Source material Start Marker

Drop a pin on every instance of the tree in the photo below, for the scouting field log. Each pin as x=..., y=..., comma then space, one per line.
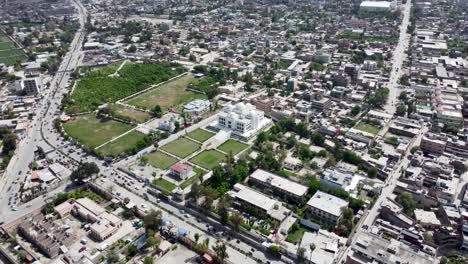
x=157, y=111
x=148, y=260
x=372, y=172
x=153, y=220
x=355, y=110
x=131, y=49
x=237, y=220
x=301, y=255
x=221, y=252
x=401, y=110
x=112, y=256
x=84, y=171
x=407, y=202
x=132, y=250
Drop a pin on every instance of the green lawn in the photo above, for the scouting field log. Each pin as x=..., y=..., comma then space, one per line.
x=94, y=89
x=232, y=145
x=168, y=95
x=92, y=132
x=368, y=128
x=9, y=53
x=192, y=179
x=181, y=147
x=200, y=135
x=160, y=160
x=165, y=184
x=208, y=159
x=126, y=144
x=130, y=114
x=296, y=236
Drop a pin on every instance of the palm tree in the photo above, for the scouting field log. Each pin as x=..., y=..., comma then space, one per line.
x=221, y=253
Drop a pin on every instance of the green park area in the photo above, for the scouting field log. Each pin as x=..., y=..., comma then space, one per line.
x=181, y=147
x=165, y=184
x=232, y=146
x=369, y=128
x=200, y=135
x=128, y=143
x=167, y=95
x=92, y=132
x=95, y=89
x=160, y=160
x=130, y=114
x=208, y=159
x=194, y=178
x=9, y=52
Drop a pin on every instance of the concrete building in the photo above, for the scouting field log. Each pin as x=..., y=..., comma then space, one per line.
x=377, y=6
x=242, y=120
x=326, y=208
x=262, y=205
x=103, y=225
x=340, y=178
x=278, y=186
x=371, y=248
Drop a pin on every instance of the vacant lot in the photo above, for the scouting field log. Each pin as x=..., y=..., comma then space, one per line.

Source material End Marker
Source material Start Marker

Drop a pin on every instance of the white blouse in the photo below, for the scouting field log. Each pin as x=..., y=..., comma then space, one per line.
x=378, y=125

Source material End Marker
Source material Start Marker

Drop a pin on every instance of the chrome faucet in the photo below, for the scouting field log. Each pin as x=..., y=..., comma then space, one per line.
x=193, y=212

Source material End Marker

▶ [Task]: Among the entries above, find the line with "Drop a pin on every instance of the concrete" and the line with "Drop a pin on every instance of the vacant"; give again exactly these two lines and all lines between them.

▶ [Result of this exercise]:
Drop a pin on every instance of the concrete building in the photo above, for the scouting field log. Each pin as x=..., y=..., comma then space, one per line.
x=377, y=6
x=242, y=120
x=326, y=208
x=262, y=205
x=103, y=225
x=340, y=178
x=278, y=186
x=371, y=248
Drop a pin on every instance of the vacant lot in the photo above, for the scouting field log. Each pin as x=..., y=..., comma then space, one per line.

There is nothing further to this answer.